History of The English Setter
The English Setter, originally called a Setting Spaniel dates back to the 14th century. Officially recognized by the AKC in 1884. English Setters would work out in front of the hunter freely covering the grounds and looking for birds. Once a bird was found they would crouch like a cat and remain motionless often lifting their paw in the direction of the birds, historically this was called setting, hence the original name, Setting Spaniel. The hunters would then lay nets so that the dogs could drive the birds into the nets. Later when the gun replaced the net the name Setting Spaniel was replaced with Setter. Because the original Setters were owned by rich families of English nobility the setters were bred and honed to suit these “spoiled” hunters. Fortunately for us, because of their diligence and persistence through the years breeders have been able to keep the exceptional blood lines in tact.
English Setters make the perfect family dog. Often having a quiet gentle way with very young children. English Setters are so mellow and gentle that they can even be trusted with a baby. Many owners’ claim that their Setter is in more danger around a toddler than the toddler is around the dog, often being too tolerant of children and allowing the child to hurt them.

> [COLLECTED MATERIAL]

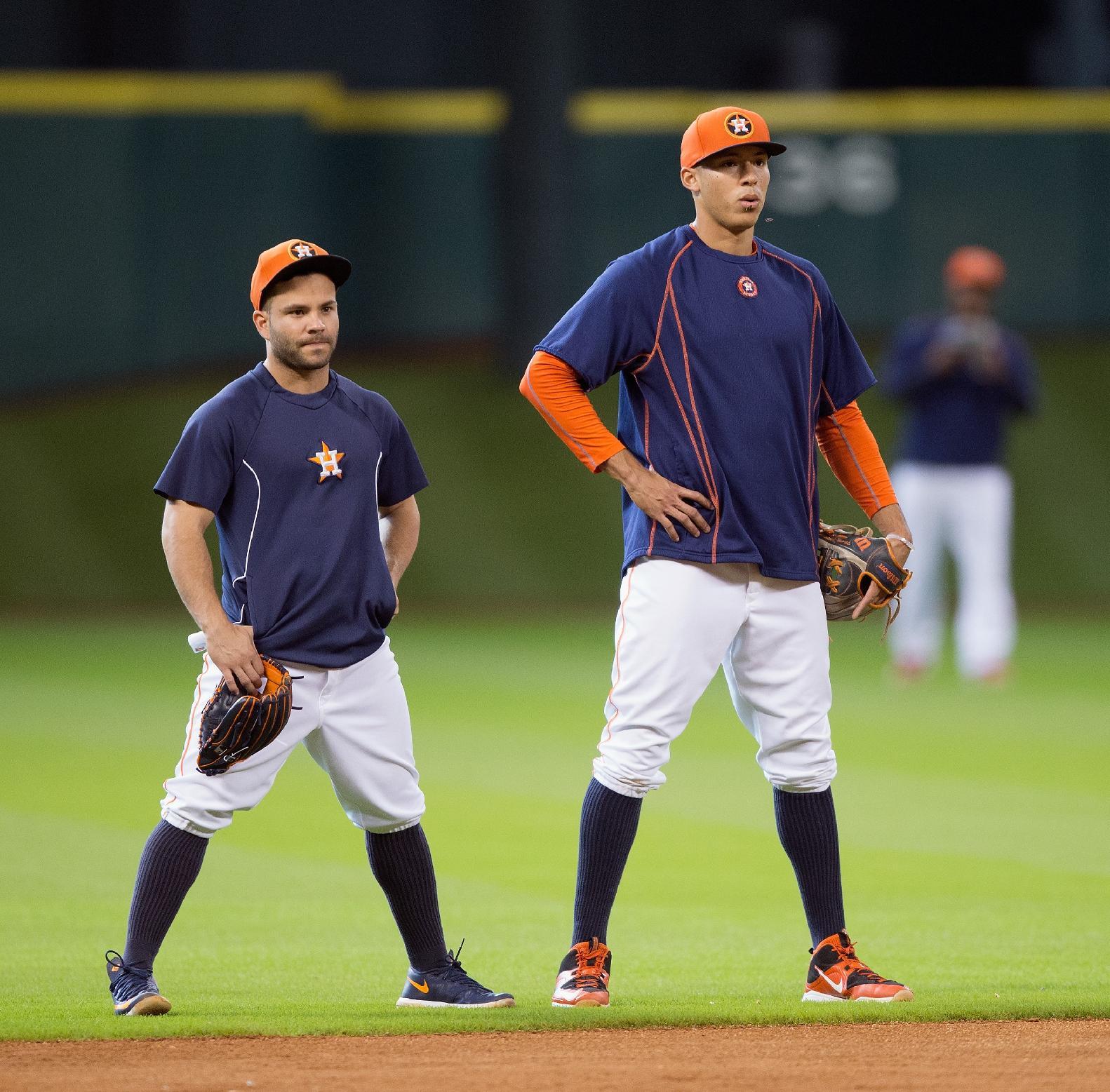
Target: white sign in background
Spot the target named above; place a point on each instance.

> [WHAT THIS TASK INVOLVES] Copy the passage on the English Setter word for word, starting with "English Setters make" and going on through "to hurt them.".

> [SOLUTION BELOW]
English Setters make the perfect family dog. Often having a quiet gentle way with very young children. English Setters are so mellow and gentle that they can even be trusted with a baby. Many owners’ claim that their Setter is in more danger around a toddler than the toddler is around the dog, often being too tolerant of children and allowing the child to hurt them.